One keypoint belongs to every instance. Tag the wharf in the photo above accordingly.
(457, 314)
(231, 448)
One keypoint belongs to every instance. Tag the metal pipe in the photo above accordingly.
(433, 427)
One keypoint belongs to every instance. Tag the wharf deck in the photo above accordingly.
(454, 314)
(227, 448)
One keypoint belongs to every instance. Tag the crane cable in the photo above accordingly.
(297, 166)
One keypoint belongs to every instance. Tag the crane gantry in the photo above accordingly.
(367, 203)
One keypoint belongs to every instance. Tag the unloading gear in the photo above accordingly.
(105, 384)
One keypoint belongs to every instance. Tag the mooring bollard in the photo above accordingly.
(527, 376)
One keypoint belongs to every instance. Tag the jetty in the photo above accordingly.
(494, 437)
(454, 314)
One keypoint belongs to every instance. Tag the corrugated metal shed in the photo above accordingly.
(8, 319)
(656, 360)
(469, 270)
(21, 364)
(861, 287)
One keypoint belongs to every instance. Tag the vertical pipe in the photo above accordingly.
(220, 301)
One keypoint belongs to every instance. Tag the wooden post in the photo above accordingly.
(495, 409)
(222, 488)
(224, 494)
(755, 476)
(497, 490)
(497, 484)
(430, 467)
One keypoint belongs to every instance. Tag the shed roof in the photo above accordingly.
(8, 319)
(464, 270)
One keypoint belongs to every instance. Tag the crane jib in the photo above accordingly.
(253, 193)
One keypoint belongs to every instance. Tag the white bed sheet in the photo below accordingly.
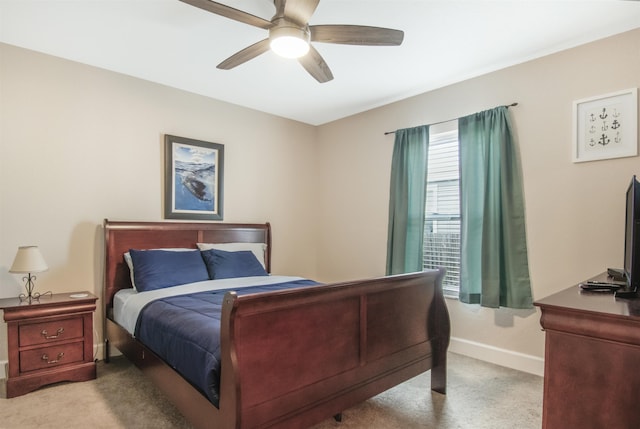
(127, 303)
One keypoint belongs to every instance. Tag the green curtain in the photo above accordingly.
(494, 270)
(407, 200)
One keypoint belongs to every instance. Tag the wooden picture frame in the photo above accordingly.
(606, 126)
(193, 180)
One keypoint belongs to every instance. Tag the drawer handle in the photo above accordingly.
(45, 357)
(46, 335)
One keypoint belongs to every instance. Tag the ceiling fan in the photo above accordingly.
(290, 34)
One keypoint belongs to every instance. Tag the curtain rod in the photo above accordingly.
(449, 120)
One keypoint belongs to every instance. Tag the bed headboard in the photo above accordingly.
(121, 236)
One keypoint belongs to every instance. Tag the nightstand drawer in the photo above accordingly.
(47, 357)
(46, 332)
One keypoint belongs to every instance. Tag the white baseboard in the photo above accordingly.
(507, 358)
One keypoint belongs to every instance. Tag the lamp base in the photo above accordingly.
(29, 286)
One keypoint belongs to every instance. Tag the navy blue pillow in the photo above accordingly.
(225, 265)
(157, 269)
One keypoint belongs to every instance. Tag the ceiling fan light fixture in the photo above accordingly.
(289, 42)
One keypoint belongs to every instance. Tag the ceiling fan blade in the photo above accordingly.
(356, 35)
(315, 65)
(300, 11)
(245, 55)
(229, 12)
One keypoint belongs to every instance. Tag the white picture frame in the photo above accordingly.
(606, 126)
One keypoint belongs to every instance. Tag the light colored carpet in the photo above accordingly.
(479, 396)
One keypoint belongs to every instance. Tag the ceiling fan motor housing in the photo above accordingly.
(288, 39)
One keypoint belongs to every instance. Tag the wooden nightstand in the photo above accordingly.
(50, 340)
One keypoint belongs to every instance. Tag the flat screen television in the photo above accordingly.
(632, 237)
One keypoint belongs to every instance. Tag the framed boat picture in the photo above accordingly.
(193, 182)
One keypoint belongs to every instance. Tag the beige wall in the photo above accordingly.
(575, 212)
(79, 144)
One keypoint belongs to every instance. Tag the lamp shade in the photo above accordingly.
(28, 260)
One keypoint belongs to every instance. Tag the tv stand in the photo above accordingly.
(592, 351)
(626, 294)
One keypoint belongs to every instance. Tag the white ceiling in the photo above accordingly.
(178, 45)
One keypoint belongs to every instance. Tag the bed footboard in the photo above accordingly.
(294, 358)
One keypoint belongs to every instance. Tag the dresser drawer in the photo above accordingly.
(49, 331)
(52, 356)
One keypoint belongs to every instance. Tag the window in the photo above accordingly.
(442, 221)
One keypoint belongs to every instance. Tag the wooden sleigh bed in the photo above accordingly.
(393, 328)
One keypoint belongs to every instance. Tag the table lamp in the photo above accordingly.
(28, 260)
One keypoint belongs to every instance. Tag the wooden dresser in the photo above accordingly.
(49, 340)
(592, 360)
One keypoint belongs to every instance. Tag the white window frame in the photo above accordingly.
(448, 254)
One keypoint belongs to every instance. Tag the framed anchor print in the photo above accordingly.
(606, 126)
(193, 182)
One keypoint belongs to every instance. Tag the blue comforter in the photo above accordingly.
(185, 331)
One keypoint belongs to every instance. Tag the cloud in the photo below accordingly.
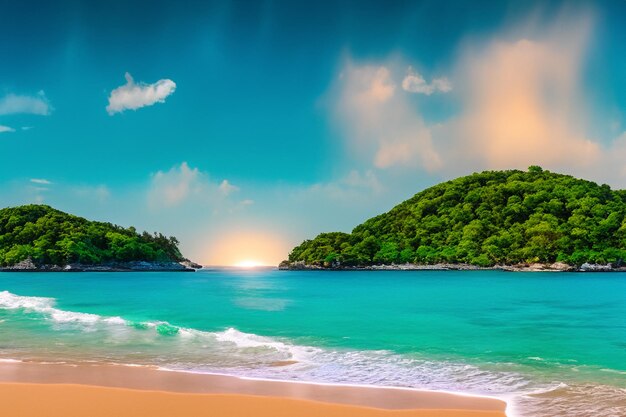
(522, 105)
(132, 96)
(227, 188)
(41, 181)
(379, 124)
(413, 82)
(182, 184)
(519, 100)
(175, 185)
(14, 104)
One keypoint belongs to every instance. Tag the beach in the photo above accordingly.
(416, 336)
(74, 390)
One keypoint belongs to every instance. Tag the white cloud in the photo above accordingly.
(522, 103)
(14, 104)
(171, 187)
(132, 96)
(183, 184)
(415, 83)
(380, 125)
(41, 181)
(227, 188)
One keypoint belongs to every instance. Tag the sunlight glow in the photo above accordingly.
(248, 264)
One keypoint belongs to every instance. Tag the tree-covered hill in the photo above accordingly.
(484, 219)
(52, 237)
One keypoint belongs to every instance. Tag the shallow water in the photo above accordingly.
(550, 343)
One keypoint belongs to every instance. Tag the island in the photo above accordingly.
(40, 238)
(514, 220)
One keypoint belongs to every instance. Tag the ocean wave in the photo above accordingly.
(235, 352)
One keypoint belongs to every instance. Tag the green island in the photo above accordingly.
(487, 219)
(39, 237)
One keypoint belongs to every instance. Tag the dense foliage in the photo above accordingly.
(49, 236)
(493, 217)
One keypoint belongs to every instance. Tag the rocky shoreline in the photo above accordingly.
(134, 266)
(534, 267)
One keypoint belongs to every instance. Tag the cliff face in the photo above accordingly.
(41, 238)
(489, 219)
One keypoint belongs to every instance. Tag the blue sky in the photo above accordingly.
(250, 126)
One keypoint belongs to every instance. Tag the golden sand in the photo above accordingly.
(117, 391)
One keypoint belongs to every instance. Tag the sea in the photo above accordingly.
(550, 344)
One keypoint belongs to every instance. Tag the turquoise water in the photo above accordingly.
(550, 343)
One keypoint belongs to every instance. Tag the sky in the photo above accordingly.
(243, 128)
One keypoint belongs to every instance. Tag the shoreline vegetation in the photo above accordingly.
(511, 220)
(535, 267)
(39, 238)
(164, 393)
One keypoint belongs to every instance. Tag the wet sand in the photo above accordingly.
(31, 389)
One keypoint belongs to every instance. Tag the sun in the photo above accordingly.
(248, 263)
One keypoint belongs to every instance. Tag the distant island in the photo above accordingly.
(512, 220)
(41, 238)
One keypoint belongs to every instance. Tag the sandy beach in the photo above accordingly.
(74, 390)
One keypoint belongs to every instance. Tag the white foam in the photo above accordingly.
(45, 306)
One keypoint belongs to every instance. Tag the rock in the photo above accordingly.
(587, 267)
(25, 265)
(189, 264)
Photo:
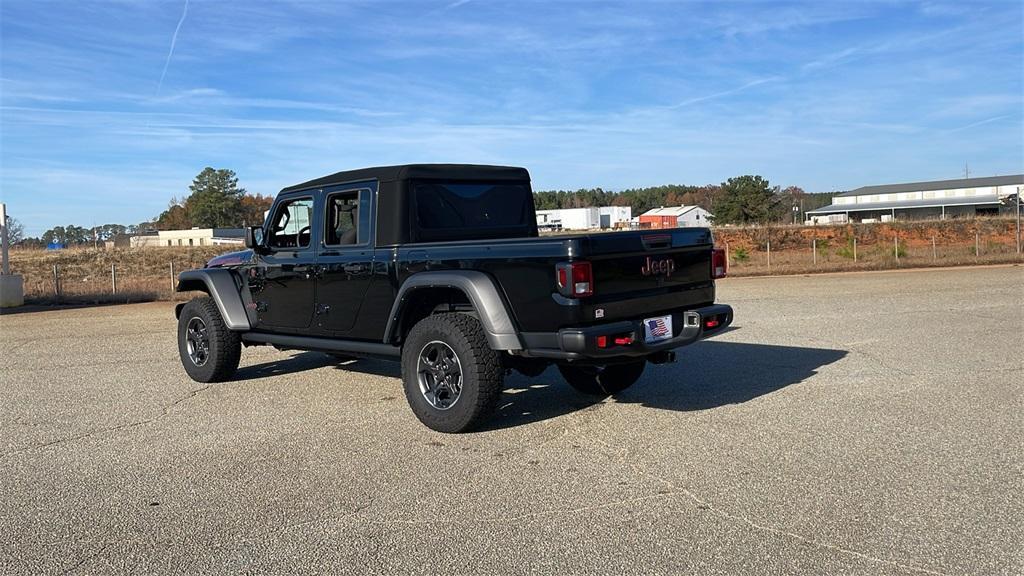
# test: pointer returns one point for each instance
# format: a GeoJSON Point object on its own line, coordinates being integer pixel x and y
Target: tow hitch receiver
{"type": "Point", "coordinates": [664, 357]}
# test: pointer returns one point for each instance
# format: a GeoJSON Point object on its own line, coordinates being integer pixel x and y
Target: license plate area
{"type": "Point", "coordinates": [657, 329]}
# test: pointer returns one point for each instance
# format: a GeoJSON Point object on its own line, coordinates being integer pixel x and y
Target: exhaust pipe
{"type": "Point", "coordinates": [664, 357]}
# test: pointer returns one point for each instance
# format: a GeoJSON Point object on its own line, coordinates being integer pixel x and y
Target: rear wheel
{"type": "Point", "coordinates": [209, 352]}
{"type": "Point", "coordinates": [453, 379]}
{"type": "Point", "coordinates": [602, 380]}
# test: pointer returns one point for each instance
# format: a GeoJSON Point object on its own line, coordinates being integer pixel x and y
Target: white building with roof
{"type": "Point", "coordinates": [193, 237]}
{"type": "Point", "coordinates": [676, 216]}
{"type": "Point", "coordinates": [938, 199]}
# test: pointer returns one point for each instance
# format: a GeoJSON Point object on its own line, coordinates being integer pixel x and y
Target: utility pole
{"type": "Point", "coordinates": [1019, 190]}
{"type": "Point", "coordinates": [5, 240]}
{"type": "Point", "coordinates": [11, 285]}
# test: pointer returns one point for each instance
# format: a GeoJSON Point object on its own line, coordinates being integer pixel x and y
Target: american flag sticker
{"type": "Point", "coordinates": [657, 328]}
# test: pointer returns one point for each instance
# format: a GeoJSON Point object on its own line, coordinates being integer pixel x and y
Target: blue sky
{"type": "Point", "coordinates": [102, 121]}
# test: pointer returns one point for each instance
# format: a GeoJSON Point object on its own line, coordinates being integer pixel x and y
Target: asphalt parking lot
{"type": "Point", "coordinates": [863, 423]}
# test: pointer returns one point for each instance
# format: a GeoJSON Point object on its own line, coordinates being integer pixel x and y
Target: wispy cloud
{"type": "Point", "coordinates": [982, 123]}
{"type": "Point", "coordinates": [819, 94]}
{"type": "Point", "coordinates": [723, 93]}
{"type": "Point", "coordinates": [174, 40]}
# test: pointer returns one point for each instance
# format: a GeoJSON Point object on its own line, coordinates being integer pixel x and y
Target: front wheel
{"type": "Point", "coordinates": [453, 379]}
{"type": "Point", "coordinates": [602, 380]}
{"type": "Point", "coordinates": [209, 352]}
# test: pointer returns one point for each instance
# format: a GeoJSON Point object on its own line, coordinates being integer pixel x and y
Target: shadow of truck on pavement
{"type": "Point", "coordinates": [706, 375]}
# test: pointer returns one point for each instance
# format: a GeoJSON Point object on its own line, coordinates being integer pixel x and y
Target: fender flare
{"type": "Point", "coordinates": [481, 292]}
{"type": "Point", "coordinates": [220, 285]}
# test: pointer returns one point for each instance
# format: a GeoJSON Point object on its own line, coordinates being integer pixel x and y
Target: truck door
{"type": "Point", "coordinates": [284, 280]}
{"type": "Point", "coordinates": [345, 262]}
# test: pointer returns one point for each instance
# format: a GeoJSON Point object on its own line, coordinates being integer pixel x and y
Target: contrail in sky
{"type": "Point", "coordinates": [170, 52]}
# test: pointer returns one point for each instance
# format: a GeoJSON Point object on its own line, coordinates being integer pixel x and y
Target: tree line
{"type": "Point", "coordinates": [215, 200]}
{"type": "Point", "coordinates": [741, 200]}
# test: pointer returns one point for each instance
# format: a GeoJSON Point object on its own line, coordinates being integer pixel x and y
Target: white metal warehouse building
{"type": "Point", "coordinates": [912, 201]}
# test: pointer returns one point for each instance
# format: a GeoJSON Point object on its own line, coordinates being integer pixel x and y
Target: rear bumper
{"type": "Point", "coordinates": [582, 343]}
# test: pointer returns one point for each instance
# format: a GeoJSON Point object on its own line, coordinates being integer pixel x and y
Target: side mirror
{"type": "Point", "coordinates": [254, 238]}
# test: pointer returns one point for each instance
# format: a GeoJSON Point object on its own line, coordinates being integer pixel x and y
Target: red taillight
{"type": "Point", "coordinates": [576, 279]}
{"type": "Point", "coordinates": [719, 264]}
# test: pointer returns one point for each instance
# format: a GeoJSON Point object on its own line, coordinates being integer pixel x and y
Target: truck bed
{"type": "Point", "coordinates": [681, 276]}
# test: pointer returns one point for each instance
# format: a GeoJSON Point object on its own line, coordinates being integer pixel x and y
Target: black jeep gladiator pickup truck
{"type": "Point", "coordinates": [440, 266]}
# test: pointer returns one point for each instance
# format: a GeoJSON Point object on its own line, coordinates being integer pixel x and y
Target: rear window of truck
{"type": "Point", "coordinates": [472, 210]}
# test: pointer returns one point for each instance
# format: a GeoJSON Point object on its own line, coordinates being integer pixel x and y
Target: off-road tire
{"type": "Point", "coordinates": [481, 371]}
{"type": "Point", "coordinates": [224, 348]}
{"type": "Point", "coordinates": [602, 380]}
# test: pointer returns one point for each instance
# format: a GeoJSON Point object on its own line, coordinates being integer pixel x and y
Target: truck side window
{"type": "Point", "coordinates": [347, 217]}
{"type": "Point", "coordinates": [292, 223]}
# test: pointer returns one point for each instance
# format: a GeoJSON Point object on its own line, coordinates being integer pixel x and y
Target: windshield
{"type": "Point", "coordinates": [473, 210]}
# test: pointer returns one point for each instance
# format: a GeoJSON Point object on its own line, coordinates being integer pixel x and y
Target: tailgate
{"type": "Point", "coordinates": [645, 272]}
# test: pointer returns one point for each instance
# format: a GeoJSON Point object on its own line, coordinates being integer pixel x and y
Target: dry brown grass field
{"type": "Point", "coordinates": [83, 275]}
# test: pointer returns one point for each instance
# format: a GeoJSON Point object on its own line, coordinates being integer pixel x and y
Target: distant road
{"type": "Point", "coordinates": [851, 423]}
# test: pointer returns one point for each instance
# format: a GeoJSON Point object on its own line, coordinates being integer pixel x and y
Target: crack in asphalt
{"type": "Point", "coordinates": [164, 411]}
{"type": "Point", "coordinates": [708, 505]}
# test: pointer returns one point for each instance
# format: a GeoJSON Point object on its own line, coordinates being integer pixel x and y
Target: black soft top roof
{"type": "Point", "coordinates": [409, 171]}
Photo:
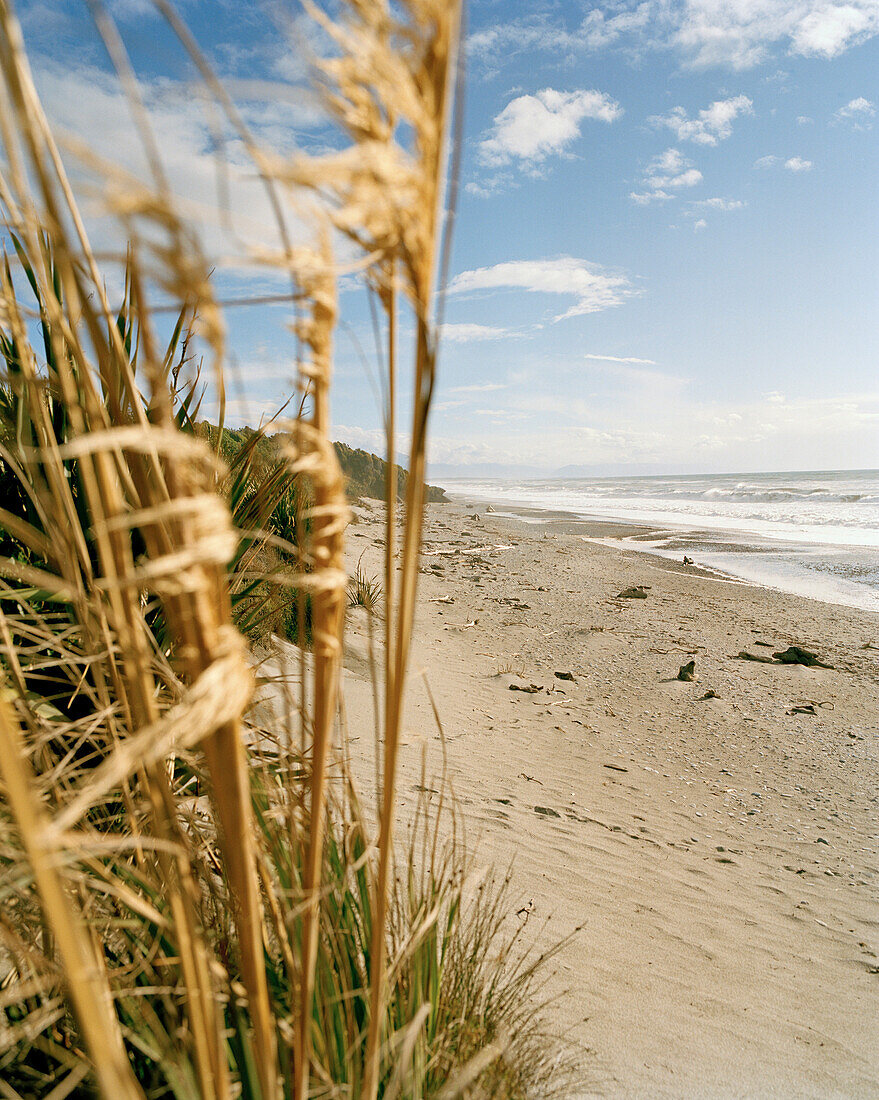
========================
§ Exercise details
Locate each line above that contains the word "side", and copy every such line in full.

§ Exercise result
Target: side mirror
Target: truck side window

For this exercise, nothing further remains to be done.